[Brief A]: Write out the part of the almanac entry from "In 1530 it seemed" to "presented the Augsburg Confession.", with no changes.
[Brief B]: According to the almanac entry, how long did the reading of the Augsburg Confession take?
[Brief C]: Carry on the almanac entry from the point where its text ends.

Thursday, June 25, 2020

We remember the year 1530 and the Presentation of the Augsburg Confession. The reading is a quote from William Willimon.

It is the 25th of June 2020. Welcome to the Christian History Almanac brought to you by 1517 at 1517.org. I'm Dan van Voorhis.

The year was 1530. It was the year when we were introduced to the newest iteration of the order of St. John: the Knights of Malta. The Knights of this order started as hospitallers during the Crusades. Eventually, the job of running hospitals was merged with protecting the sick. This task eventually became their primary job, and they would become better known as Knights. The Knights were always on the move for strategic reasons. Formerly in the Holy Lands, when the Crusade fizzled, they moved on to Cyprus and then Rhodes. However, they were defeated by Suleiman the Magnificent in 1523 and dispersed. Charles V was interested in using the Knights as corsairs against pirates in the Mediterranean. As the Emperor, he held many titles, one of which was being the King of Sicily. He could also lay claim to the vassal of Sicily, the small Mediterranean island of Malta. Charles granted the Knights the Island, which they would call their home from 1530 until 1798.

1530 saw the first publication of the Pentateuch in English. William Tyndale, who earlier in the decade produced the first English New Testament, had attempted to translate the entire Bible into English. His fluency in Languages permitted him to access Latin, Greek, and Hebrew texts as well as Luther's German Bible. After 1530, he translated a few more books from the Old Testament, but his arrest and trial in 1536 led to his death by burning under Imperial authority. His friends and followers completed his work and published the full Bible in English the following year.

Emperor Charles was busy this year. 1530 saw the end of the war of the League of Cognac. The battle lines were drawn thus: Charles V with both the Empire and Habsburg Spain took on the so-called League of Cognac, this bizarre alliance included France, England, the Pope, and the Republic of Florence.

Florence is the important part here because they had thrown off D'Medici rule three years prior. While the people rejoiced, the Emperor and the Pope both preferred known and strong leadership in the critical region of Italy. When the Empire was victorious, both sides agreed to restore the D'Medicis to rule Florence.

In 1530 it seemed that all roads lead back to Charles, and that makes sense as he was the Emperor of the Holy Roman Empire. On top of the political intrigue, the issue of the Reformation loomed large. A Diet was called to meet in the German city of Augsburg in this year. And it was on this day, the 25th of June, at that Diet that the Emperor was presented the Augsburg Confession.

The presentation of the book, which consisted of 28 Articles, written by Phillip Melanchthon and approved by over 30 theologians, was read out loud. It took over two hours to read. It was a watershed movement in the history of the Reformation. By 1530 various peasant uprisings had caused some to distance themselves from the movement. Furthermore, the movement was still more of negation of certain Catholic doctrines with no unified positive vision of Reformation doctrine. The Augsburg Confession represents the awakening of the "confessional" spirit, as hundreds like it were written in different regions over the next century. The Confession is most important as a positive statement that united the churches in many different lands. And while many eventually drew up their own confessions of faith, it was this Confession that first unified the disparate movement.

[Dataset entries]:
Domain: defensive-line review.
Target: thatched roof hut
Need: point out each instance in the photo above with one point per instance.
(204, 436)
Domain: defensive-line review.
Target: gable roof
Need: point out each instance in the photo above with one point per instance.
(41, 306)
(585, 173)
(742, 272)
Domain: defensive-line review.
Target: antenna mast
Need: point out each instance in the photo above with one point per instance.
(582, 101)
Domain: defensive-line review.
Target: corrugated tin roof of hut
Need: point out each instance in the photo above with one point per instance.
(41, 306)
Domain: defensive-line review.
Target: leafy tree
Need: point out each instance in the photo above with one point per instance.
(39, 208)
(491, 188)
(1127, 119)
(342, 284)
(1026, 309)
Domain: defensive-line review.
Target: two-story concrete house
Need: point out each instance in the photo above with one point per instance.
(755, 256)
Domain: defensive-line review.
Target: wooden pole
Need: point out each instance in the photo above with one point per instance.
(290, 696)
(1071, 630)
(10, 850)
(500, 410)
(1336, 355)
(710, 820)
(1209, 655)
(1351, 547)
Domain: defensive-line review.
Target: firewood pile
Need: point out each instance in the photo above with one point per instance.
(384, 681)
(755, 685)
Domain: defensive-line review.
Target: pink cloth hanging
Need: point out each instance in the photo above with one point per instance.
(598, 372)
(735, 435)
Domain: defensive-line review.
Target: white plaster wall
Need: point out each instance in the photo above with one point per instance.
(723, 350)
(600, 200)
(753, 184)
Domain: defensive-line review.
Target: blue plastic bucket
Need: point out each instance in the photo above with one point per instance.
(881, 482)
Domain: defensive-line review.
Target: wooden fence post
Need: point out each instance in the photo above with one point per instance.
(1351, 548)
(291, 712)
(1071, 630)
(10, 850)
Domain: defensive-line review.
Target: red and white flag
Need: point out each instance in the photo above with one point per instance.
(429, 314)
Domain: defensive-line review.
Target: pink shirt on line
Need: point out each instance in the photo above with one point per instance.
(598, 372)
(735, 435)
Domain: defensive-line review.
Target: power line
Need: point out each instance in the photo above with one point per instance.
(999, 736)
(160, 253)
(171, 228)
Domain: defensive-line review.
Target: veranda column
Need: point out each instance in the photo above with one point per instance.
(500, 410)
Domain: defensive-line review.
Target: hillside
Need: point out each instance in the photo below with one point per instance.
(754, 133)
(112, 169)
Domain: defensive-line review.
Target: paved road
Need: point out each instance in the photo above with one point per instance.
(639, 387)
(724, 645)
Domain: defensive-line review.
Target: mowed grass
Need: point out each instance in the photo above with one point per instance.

[Response A]:
In 1530 it seemed that all roads lead back to Charles, and that makes sense as he was the Emperor of the Holy Roman Empire. On top of the political intrigue, the issue of the Reformation loomed large. A Diet was called to meet in the German city of Augsburg in this year. And it was on this day, the 25th of June, at that Diet that the Emperor was presented the Augsburg Confession.

[Response B]: Over two hours.

[Response C]:
The presentation of this Confession was seen as so important, that 50 years later, the next generation of Lutherans presented their full theological statement of faith, the Book of Concord, on this precise day, the 25th of June.

The Augsburg Confession would undergo some later editing at the hands of Melanchthon under the influence of John Calvin in an attempt to unify the reforming movements. This was not well received; in fact, many Lutherans down to this day confess their belief in the Unaltered Augsburg Confession. That precise wording would become totemic for later Lutherans in the century. The Augsburg Confession, the first confession of the Reformation, was presented to Emperor Charles V on this, the 25th of June, in 1530.

The reading for today comes from the 20th-century theologian, William Willimon.

"Despite our earnest efforts, we couldn't climb all the way up to God. So what did God do? In an amazing act of condescension, on Good Friday, God climbed down to us, became one with us. The story of divine condescension begins on Christmas and ends on Good Friday. We thought, if there is to be business between us and God, we must somehow get up to God. Then God came down, down to the level of the cross, all the way down to the depths of hell. He who knew not sin took on our sin so that we might be free of it."

This has been the Christian History Almanac for the 25th of June 2020 brought to you by 1517 at 1517.org. The show is produced by a man whose own "Augsburg Diet" consists of Weisswurst, Leberknöde, and Schnitzel, Christopher Gillespie. The show is written and read by Dan van Voorhis. You can catch us here every day. and remember that the rumors of grace, forgiveness, and the redemption of all things are true…. Everything is going to be ok.